START Records shown

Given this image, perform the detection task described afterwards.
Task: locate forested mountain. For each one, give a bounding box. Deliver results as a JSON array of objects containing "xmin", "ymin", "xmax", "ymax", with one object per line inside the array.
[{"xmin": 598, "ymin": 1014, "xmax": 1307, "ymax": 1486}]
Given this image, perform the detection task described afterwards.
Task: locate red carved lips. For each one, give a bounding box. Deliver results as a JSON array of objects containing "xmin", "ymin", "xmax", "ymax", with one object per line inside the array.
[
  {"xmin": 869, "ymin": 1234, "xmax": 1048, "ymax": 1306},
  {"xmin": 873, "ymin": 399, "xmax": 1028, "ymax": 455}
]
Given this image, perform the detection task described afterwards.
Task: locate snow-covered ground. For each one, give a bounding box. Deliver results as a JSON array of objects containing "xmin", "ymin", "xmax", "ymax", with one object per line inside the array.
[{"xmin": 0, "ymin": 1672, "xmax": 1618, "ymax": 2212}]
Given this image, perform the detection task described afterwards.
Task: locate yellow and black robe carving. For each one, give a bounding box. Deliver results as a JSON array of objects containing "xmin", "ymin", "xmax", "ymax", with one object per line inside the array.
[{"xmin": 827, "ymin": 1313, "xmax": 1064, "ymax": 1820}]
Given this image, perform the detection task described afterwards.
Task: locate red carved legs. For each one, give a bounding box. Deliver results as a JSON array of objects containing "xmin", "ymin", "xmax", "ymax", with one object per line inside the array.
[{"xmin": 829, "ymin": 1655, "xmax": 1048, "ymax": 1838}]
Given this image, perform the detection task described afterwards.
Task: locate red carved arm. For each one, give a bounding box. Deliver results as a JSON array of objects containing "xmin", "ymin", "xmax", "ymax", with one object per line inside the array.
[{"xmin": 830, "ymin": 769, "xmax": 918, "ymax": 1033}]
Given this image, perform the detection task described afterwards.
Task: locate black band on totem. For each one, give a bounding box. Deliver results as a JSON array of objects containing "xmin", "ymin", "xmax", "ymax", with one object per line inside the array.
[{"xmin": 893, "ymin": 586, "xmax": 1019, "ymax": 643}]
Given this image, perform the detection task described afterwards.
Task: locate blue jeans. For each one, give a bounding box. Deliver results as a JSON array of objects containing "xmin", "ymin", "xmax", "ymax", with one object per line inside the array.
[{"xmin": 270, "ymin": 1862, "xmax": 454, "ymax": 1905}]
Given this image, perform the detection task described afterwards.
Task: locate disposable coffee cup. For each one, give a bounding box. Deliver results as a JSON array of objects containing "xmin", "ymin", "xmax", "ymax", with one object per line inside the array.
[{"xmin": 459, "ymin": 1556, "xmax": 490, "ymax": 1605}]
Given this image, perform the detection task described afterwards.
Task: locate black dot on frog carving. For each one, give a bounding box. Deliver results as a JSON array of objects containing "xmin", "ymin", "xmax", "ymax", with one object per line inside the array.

END Records shown

• **Work required**: Reproduce each entry exactly, with nothing missing.

• **Response to the exercise**:
Given this image, perform the detection task described afterwards.
Task: locate forested mountain. For each one, give a bounding box. Deliver results as a JSON array of objects containing "xmin", "ymin", "xmax", "ymax", with one object per line inside the array.
[{"xmin": 598, "ymin": 1014, "xmax": 1307, "ymax": 1486}]
Given this image, perform the detection task described afterwards.
Task: locate red carved lips. For each one, give a bounding box. Deliver results as a JSON array of objects containing "xmin", "ymin", "xmax", "ymax", with one object per line inside the array.
[
  {"xmin": 869, "ymin": 1234, "xmax": 1048, "ymax": 1306},
  {"xmin": 873, "ymin": 399, "xmax": 1028, "ymax": 455}
]
Given this image, perform the detection task described afterwards.
Task: locate snow-covered ground. For each one, give a bounding box. Deliver results as a JSON array of objects containing "xmin", "ymin", "xmax", "ymax", with one object per line inside the array.
[{"xmin": 0, "ymin": 1672, "xmax": 1618, "ymax": 2212}]
Given this image, perform the detection task described afterwards.
Task: locate yellow and black robe carving. For each one, give a bounding box. Deliver results as a JSON array of objects containing "xmin", "ymin", "xmax", "ymax", with one object per line inside the array.
[{"xmin": 827, "ymin": 1313, "xmax": 1064, "ymax": 1820}]
Given this image, perform the detection task described afterwards.
Task: locate red carved legs. For each one, give a bounding box. Deliver results as a JSON array of objects containing "xmin", "ymin", "xmax", "ymax", with one object per line inside the array.
[{"xmin": 829, "ymin": 1655, "xmax": 1048, "ymax": 1838}]
Given this image, perform the detection task described afterwards.
Task: locate red carved arm. For each one, give a bounding box. Deliver results as a JSON array of objects containing "xmin", "ymin", "xmax", "ymax", with one object per line inside the array.
[{"xmin": 830, "ymin": 769, "xmax": 918, "ymax": 1033}]
Given this image, perform the detection task described afterwards.
Task: locate black band on totem. For each one, give a bounding box. Deliver results as a JSON array of objects containing "xmin", "ymin", "xmax", "ymax", with one object per line inside the array.
[{"xmin": 893, "ymin": 586, "xmax": 1019, "ymax": 643}]
Given this image, perform the detection task described afterwards.
Task: locate blue jeans. For each one, give a bounding box. Deliver results as a JSON array of objects containing "xmin", "ymin", "xmax", "ymax", with one object per line inside the array.
[{"xmin": 270, "ymin": 1862, "xmax": 454, "ymax": 1905}]
Given this image, perform the detection task described afterwards.
Task: locate disposable coffee cup. For each one, give a bounding box. Deliver results as a JSON array of objects containing "xmin", "ymin", "xmax", "ymax", with one object per line inside the array.
[{"xmin": 459, "ymin": 1556, "xmax": 490, "ymax": 1605}]
Given this image, perform the detection task described afterwards.
Task: locate black dot on frog carving. For each one, give a bounding box. Deliver results as a JSON array of objects containing "xmin", "ymin", "xmax", "ymax", with one object per line inside the array.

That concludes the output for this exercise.